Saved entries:
━━━

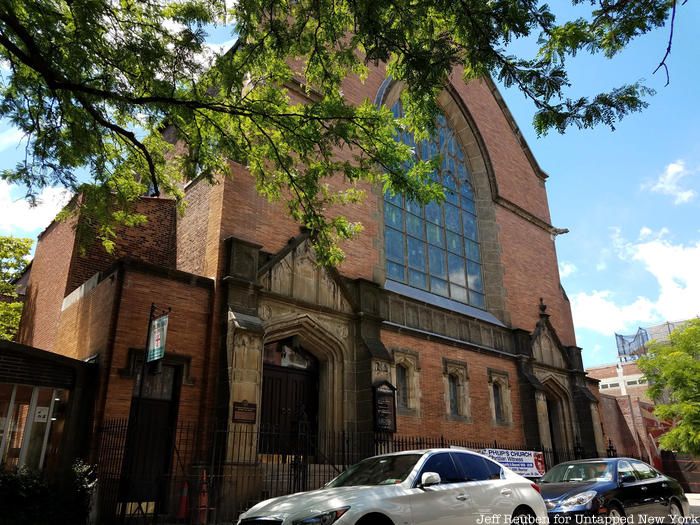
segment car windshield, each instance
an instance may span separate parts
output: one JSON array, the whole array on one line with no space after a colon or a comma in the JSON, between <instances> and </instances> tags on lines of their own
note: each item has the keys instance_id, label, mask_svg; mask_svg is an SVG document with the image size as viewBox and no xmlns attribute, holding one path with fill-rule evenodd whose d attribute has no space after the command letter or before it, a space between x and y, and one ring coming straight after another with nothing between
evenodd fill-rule
<instances>
[{"instance_id":1,"label":"car windshield","mask_svg":"<svg viewBox=\"0 0 700 525\"><path fill-rule=\"evenodd\" d=\"M541 483L565 483L579 481L609 481L613 478L613 464L605 461L586 463L561 463L547 472Z\"/></svg>"},{"instance_id":2,"label":"car windshield","mask_svg":"<svg viewBox=\"0 0 700 525\"><path fill-rule=\"evenodd\" d=\"M378 456L349 467L327 487L356 485L394 485L405 480L423 454Z\"/></svg>"}]
</instances>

━━━

**Assigned task:**
The reply should consist solely of the lines above from the one that has "an instance may span separate parts" through the one that has "output: one JSON", reproduced exactly.

**Exercise result:**
an instance may span separate parts
output: one JSON array, the whole array on one line with no space after a colon or a comma in the JSON, between <instances> and </instances> tags on lines of their own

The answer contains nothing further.